• [Required tasks]
a: In the stroke biomarker passage, write out the words from "CYP2E1 was upregulated" up to and including "from cerebral ischemia–reperfusion.".
b: Put this sentence from the passage on stroke markers into Spanish: "These findings may provide a potential therapeutic target for stroke treatment."
c: Extend the passage on miR-214-3p and CYP2E1 in stroke, starting after its final sentence.

• [Source passage]

..............................

MicroRNA-214-3p was downregulated with a highly significant difference from the control group, showing a diagnostic value with an AUC of 1, 97.7% sensitivity, and 100% specificity. This is consistent with Ping and colleagues [19], who mentioned that miR-214 inhibits neuronal apoptosis by negatively regulating Bax, consequently attenuating ischemic injury in MCAO mice. These findings may provide a potential therapeutic target for stroke treatment. Shen and colleagues [20] also showed that the injection of miR-214 agomir promoted the expression of SOD and relieved the apoptosis of brain cells. Wu and colleagues [21] reported analogous findings, indicating that the suppression of miR-214-3p negates the pronounced efficacy of Hypo-Exo’s (exosomes sourced from mesenchymal stem cells cultured in hypoxic conditions) in facilitating the recovery process of the ischemic brain.

CYP2E1 was upregulated with a highly significant difference from the control group, showing a diagnostic value with an AUC of 0.741, 90.8% sensitivity, and 55.2% specificity. Yu and colleagues [22] documented that the inhibition of Cytochrome P450 CYP2E1 mitigates damage from cerebral ischemia–reperfusion.

..............................

• [Dataset entries]
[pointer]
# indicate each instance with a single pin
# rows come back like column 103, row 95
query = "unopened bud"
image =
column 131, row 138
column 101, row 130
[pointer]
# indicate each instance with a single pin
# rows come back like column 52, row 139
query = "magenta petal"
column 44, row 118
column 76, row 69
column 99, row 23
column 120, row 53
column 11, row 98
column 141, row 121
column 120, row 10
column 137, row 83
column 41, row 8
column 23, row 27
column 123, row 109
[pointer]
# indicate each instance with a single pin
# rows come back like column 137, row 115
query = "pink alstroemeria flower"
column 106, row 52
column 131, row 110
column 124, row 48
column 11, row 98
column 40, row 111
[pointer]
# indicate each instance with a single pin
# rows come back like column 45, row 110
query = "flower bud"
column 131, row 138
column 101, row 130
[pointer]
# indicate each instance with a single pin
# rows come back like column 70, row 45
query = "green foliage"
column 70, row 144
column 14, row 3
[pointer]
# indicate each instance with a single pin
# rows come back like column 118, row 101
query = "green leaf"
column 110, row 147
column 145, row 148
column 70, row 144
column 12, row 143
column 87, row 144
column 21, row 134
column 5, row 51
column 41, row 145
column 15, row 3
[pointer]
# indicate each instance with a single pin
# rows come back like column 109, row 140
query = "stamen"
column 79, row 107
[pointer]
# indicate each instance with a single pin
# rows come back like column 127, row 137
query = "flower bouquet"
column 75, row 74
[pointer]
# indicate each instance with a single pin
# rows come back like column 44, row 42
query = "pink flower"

..............................

• [Task responses]
a:
CYP2E1 was upregulated with a highly significant difference from the control group, showing a diagnostic value with an AUC of 0.741, 90.8% sensitivity, and 55.2% specificity. Yu and colleagues [22] documented that the inhibition of Cytochrome P450 CYP2E1 mitigates damage from cerebral ischemia–reperfusion.

b: Estos hallazgos podrían proporcionar una posible diana terapéutica para el tratamiento del ictus.

c:
miR-27b was upregulated with a highly significant difference from the control group, showing a diagnostic value with an AUC of 1, 100% sensitivity, and 97.7% specificity. This finding is consistent with the results of Xu and colleagues [23], who determined that the inhibition of miR-27b could diminish neurological deficits by curtailing neuroinflammation and decreasing cellular mortality. This concurs with the observations by Wang and colleagues [11], who reported that inhibiting miR-27b enhances recuperation following ischemic stroke through modulation of AMPK activity.

Our result reveals that there was statistically non-significant correlation between size of infarction and CYP4A11, CYP2E1, hsa-miR-214-3p or miR-27b. This finding is consistent with the results of Ceren E and colleagues [24], who determined that miRNA-target gene networks based on inflammatory response, blood coagulation, platelet activation resulting in large artery stroke, small artery stroke, stroke due to undetermined cause and cardioembolic stroke.

Finally, our study had some limitations, the study focused on a specific set of molecular markers (CYP4A11, CYP2E1, miR-214-3p, and miR-27b). However, other CYP enzymes and miRNAs might also be involved in stroke pathogenesis in addicted patients. Future research should consider a broader range of molecular markers to provide a more comprehensive understanding. Future studies with larger, more diverse populations are needed to validate these results.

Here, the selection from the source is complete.